DOCUMENT EXCERPT
VOIP: ekiga, wengophone, twinkle (was What is 'administrivia')

Bryan Haskins kingofallhearts999 at gmail.com
Wed Jan 2 22:07:40 UTC 2008


Most Clients for X program just us UPnP these days, so most people are
understandably spoiled by it.

On Jan 2, 2008 12:02 PM, Fergal Daly <fergal at esatclear.ie> wrote:

> On 02/01/2008, Mackenzie Morgan <macoafi at gmail.com> wrote:
> > On Jan 2, 2008 6:23 AM, Fergal Daly <fergal at esatclear.ie> wrote:
> >
> > > If your setup is relatively straight-forward or you are able to open
> > > ports on your firewall then you don't have be SIP expert to get it
> > > working - I know nothing about SIP I got it to work by following the
> > > docs,
> > >
> >
> > I'm going to go ahead and lose all my geek points now.  I don't know how
> to
> > open ports on my router.  I certainly don't expect that any normal user
> > does.
>
> Then I'm not sure how you got any of the other SIP clients to work. As
> I understand it, unless the machine yon which you are running the SIP
> client has a publicly accessible IP address, you will not be able to
> use SIP unless you have a way to twiddle your router.
>
> The problem is that the voice data travels in UDP packets directly
> between you and the other person on the call. If you don't have a
> public IP address - say you are using NAT with a wireless router then
> the packets will arrive at your router and it will not know what to do
> with them - they could be for any of the machines on your wireless
> network.

EXERCISE DETAILS
Reproduce the part of the VOIP mailing-list post starting at "VOIP: ekiga, wengophone, twinkle" and ending at "spoiled by it.".

Extracted records

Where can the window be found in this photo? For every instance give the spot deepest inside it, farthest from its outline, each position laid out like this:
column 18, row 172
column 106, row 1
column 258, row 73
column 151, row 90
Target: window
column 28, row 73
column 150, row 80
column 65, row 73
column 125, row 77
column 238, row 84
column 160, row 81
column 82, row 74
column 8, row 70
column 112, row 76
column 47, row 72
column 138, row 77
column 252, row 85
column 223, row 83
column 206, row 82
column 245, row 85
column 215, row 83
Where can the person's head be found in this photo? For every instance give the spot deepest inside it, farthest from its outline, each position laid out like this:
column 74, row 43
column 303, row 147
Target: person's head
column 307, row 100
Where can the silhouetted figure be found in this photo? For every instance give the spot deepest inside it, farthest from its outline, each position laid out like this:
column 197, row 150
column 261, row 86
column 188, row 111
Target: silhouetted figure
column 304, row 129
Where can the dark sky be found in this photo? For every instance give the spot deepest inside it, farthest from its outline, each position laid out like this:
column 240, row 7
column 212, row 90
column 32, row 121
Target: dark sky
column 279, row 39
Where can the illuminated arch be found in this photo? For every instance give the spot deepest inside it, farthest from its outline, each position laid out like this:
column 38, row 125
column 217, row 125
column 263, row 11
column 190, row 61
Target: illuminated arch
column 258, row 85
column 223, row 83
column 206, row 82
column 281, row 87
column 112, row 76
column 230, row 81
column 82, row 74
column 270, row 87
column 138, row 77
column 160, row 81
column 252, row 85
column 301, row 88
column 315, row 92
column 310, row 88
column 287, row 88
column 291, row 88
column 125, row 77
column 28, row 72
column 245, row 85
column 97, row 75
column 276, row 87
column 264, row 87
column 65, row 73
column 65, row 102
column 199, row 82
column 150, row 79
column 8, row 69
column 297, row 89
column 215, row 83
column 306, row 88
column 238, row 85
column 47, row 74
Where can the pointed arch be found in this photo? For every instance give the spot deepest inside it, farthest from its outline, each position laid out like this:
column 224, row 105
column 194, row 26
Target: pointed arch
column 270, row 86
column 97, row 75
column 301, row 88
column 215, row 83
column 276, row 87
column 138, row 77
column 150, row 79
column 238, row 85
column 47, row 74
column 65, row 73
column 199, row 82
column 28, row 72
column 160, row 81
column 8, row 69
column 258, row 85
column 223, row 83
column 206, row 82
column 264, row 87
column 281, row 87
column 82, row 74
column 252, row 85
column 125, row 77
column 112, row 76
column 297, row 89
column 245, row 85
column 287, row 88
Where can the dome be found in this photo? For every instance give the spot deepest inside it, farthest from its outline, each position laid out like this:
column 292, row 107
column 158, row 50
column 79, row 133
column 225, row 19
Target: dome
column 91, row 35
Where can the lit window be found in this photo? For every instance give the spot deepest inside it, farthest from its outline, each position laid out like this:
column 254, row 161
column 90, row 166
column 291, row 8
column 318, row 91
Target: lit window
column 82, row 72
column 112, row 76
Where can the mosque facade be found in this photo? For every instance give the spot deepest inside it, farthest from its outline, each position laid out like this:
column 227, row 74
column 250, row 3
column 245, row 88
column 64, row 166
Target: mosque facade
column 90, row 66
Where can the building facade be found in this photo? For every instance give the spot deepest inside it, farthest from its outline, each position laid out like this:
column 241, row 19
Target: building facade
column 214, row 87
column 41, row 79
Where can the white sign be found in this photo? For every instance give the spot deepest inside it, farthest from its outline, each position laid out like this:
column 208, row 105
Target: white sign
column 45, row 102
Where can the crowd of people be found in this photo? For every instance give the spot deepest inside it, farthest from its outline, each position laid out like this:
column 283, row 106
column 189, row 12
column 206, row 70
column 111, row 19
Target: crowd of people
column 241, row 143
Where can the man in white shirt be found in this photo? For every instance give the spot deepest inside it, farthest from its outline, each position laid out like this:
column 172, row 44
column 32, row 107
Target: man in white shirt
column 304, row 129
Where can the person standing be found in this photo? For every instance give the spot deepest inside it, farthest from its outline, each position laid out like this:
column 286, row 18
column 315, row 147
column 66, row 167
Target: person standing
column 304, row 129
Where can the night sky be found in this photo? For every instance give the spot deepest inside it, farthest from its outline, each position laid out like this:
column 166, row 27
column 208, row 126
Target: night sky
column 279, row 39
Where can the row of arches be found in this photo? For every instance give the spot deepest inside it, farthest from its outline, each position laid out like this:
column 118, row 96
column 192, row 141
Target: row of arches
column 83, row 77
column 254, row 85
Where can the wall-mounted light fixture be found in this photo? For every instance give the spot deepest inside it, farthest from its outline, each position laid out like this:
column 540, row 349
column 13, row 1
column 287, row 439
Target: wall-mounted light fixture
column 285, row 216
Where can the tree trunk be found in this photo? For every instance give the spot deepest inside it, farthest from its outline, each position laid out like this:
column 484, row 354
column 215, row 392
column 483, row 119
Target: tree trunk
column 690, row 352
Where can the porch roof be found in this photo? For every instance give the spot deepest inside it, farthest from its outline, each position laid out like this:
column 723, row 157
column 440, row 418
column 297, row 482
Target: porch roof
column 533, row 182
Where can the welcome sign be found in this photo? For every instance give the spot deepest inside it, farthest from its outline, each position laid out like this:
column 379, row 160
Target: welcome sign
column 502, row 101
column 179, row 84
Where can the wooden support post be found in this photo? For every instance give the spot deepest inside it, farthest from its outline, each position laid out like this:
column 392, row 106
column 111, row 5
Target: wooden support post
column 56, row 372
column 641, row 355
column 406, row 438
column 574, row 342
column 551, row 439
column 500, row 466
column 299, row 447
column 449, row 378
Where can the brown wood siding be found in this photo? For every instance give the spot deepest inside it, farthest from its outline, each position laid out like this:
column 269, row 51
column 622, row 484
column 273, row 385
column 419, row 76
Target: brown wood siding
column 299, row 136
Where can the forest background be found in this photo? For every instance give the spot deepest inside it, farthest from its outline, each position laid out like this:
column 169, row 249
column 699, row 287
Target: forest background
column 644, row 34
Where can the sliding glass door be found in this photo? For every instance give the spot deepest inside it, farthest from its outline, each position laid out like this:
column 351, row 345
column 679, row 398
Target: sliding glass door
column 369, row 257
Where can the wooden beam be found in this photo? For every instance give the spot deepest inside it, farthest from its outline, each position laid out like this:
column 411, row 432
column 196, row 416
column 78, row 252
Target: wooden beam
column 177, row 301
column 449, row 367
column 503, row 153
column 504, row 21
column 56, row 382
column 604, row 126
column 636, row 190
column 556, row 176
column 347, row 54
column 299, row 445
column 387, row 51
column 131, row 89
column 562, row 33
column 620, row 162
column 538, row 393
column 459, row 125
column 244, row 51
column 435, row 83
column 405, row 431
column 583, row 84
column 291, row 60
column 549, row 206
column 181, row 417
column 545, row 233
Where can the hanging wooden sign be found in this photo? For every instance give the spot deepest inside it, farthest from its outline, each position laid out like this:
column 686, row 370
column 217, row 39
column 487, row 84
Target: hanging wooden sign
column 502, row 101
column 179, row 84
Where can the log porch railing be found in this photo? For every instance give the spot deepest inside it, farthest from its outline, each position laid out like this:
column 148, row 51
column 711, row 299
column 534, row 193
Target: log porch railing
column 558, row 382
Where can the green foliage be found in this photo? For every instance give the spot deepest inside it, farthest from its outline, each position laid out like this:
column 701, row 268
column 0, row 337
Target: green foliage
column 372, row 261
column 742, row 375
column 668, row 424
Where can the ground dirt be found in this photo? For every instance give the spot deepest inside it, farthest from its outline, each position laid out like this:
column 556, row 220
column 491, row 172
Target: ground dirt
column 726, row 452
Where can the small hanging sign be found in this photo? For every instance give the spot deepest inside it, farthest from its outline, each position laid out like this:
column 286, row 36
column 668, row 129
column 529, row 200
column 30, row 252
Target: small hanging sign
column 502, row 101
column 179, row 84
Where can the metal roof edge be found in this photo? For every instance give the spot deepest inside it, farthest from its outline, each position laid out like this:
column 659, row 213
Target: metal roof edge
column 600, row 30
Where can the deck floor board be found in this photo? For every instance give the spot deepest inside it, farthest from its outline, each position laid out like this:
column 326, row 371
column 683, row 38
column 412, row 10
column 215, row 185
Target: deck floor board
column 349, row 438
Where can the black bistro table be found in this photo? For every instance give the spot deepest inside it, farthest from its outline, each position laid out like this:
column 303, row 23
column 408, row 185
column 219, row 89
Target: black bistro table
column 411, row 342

ANSWER FOR THIS EXERCISE
VOIP: ekiga, wengophone, twinkle (was What is 'administrivia')

Bryan Haskins kingofallhearts999 at gmail.com
Wed Jan 2 22:07:40 UTC 2008


Most Clients for X program just us UPnP these days, so most people are
understandably spoiled by it.